#### AVAILABLE DATA
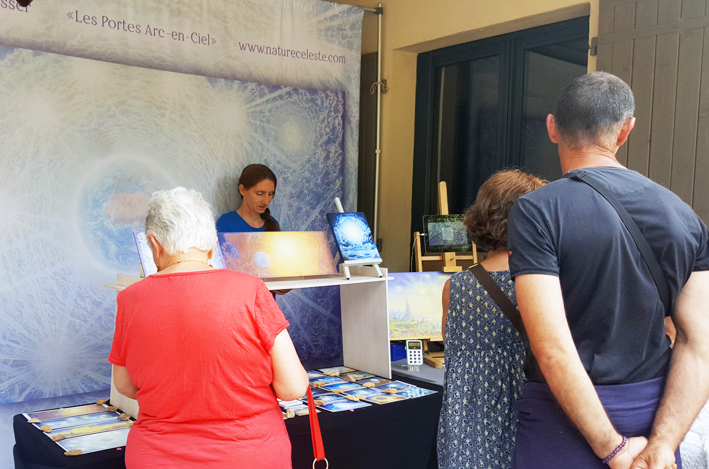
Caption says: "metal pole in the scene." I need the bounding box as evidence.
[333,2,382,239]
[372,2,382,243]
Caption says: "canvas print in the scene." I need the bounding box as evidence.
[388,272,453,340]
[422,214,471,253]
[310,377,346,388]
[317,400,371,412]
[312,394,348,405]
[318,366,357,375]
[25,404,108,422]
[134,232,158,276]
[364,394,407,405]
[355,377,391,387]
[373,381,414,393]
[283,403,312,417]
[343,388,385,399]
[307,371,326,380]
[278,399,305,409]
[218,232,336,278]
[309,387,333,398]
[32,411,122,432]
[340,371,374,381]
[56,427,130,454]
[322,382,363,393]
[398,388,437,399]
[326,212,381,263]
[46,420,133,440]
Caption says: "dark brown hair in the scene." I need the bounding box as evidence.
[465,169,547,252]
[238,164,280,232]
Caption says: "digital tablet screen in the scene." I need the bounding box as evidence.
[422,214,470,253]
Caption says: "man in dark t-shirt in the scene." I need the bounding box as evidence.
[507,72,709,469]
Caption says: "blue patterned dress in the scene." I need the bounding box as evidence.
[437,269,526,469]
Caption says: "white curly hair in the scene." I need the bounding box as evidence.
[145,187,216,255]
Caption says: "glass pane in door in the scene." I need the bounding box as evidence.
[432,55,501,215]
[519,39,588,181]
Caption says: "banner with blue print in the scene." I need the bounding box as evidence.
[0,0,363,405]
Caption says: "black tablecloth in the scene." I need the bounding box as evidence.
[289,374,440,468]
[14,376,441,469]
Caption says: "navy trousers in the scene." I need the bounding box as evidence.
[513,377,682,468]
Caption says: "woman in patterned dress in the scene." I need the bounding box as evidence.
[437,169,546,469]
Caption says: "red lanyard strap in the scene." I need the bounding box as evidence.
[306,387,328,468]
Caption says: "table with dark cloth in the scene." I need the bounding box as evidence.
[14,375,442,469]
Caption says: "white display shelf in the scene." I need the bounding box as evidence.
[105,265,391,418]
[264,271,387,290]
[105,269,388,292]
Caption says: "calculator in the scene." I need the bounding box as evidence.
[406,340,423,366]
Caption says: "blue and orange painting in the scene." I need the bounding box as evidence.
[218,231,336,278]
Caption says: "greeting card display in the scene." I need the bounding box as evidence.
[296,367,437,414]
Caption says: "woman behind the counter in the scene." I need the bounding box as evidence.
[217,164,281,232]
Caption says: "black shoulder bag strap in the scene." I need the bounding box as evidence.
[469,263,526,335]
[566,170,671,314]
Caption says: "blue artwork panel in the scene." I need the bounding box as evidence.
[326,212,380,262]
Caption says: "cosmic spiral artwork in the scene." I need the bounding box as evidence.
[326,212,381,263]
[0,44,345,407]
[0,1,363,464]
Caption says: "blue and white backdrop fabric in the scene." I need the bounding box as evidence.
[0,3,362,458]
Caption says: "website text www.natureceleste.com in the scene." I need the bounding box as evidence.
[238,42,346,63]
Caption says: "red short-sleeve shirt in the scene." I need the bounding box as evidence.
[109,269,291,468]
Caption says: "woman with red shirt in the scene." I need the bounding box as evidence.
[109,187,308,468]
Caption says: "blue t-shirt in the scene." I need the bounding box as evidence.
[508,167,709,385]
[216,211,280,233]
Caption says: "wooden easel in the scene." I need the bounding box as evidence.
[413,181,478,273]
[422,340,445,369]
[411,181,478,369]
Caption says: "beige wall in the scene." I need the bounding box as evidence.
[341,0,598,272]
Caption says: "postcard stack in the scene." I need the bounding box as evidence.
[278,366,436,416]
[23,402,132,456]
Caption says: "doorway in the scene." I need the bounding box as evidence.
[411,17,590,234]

#### EXERCISE GOAL
Could you repeat the entries word for word, skipping the pictures they contain?

#### ANSWER TO THIS TASK
Caption says: "metal pole in the scene." I need the bounding box as evidence.
[333,2,382,239]
[372,2,382,243]
Caption says: "canvas print in the scene." I need the bounding box as evidence.
[388,272,453,340]
[422,214,471,253]
[310,377,346,388]
[317,400,371,412]
[312,394,348,405]
[318,366,357,375]
[25,404,108,422]
[134,232,158,276]
[364,394,407,405]
[355,377,391,387]
[373,381,414,393]
[283,403,312,417]
[343,388,385,399]
[307,371,326,380]
[278,399,305,409]
[218,232,336,278]
[309,387,333,398]
[32,411,122,432]
[340,371,374,381]
[56,427,130,454]
[322,382,363,393]
[398,388,437,399]
[326,212,381,263]
[46,420,133,440]
Caption says: "dark brown hair in the scene." I need the bounding box as evidence.
[465,169,547,252]
[238,164,280,232]
Caption says: "digital tablet screen in the scene." I need the bounding box as evidence.
[422,214,470,253]
Caption says: "man in dark t-shirt in the scene." I need the bounding box as evidence.
[507,72,709,469]
Caption says: "blue patterned dress in the scene." I need the bounding box as evidence.
[437,269,526,469]
Caption says: "white curly hair in the scene." I need the bounding box as evidence.
[145,187,216,255]
Caption says: "glass pane in door in the scene." I need the bounding box as evidence.
[432,55,501,215]
[519,39,588,181]
Caption says: "banner with blue print in the scene." I need the bounding box as evidence.
[0,0,363,405]
Caption says: "black tablecloth in the scene." I need the bounding box as evidence.
[289,374,440,468]
[14,376,441,469]
Caption says: "navy trousers in the scene." I need the bounding box as evidence.
[513,377,682,468]
Caption says: "woman in patterned dress in the scene." I need the bounding box as evidence.
[437,169,546,469]
Caption says: "red lanyard strap in the scene." I need the bounding box as evidence.
[306,387,328,468]
Caption says: "table with dark cloth in the scene." I need the bounding box as evidence.
[14,375,442,469]
Caption says: "white display shelf in the scene." I need the bounding box as evidence.
[105,265,391,418]
[264,271,387,290]
[105,269,388,292]
Caption says: "calculator in the scene." I need the bounding box as evidence.
[406,340,423,366]
Caption says: "blue and orange painting in the scene." I need the bounding box as evidence.
[218,231,336,278]
Caption says: "greeting card display in the scene." I need the bounding box as evidence.
[296,367,437,414]
Caption says: "woman behind the counter in the scene." I need the bounding box as evidence.
[217,164,281,232]
Caption says: "black shoulder bag strap in the scene." I need the bounding box as evidence.
[469,263,526,335]
[566,170,671,314]
Caption says: "blue artwork panel in the scene." I need the bounding box as evidence.
[326,212,380,262]
Caption says: "cosmic spiral artwork in the scene." I need the bounding box as evidence.
[326,212,381,263]
[0,44,345,407]
[0,1,363,464]
Caption says: "blue and white backdrop fabric in the scene." I need the bounding box as evidence.
[0,3,362,458]
Caption says: "website text www.natureceleste.com in the scene." I need the bounding box as evidence.
[238,42,346,63]
Caption says: "red short-sleeve shirt in the scene." I need the bounding box as evidence.
[109,269,291,468]
Caption says: "woman with red shirt in the scene." I need the bounding box as evidence.
[109,187,308,468]
Caption says: "blue t-shirt in the scene." I need the bounding box as evidence.
[508,167,709,385]
[216,211,280,233]
Caption says: "wooden easel in the scene." I need the bounding box as evidence.
[413,181,478,273]
[422,340,445,369]
[411,181,478,369]
Caption says: "beige wall in the scene." I need the bounding box as evidence.
[341,0,598,272]
Caption says: "postcard stack in the scene." I need the bounding box as evidence.
[278,366,436,416]
[23,402,132,456]
Caption says: "doorway in the scene." I need the bounding box as evidence.
[411,17,590,234]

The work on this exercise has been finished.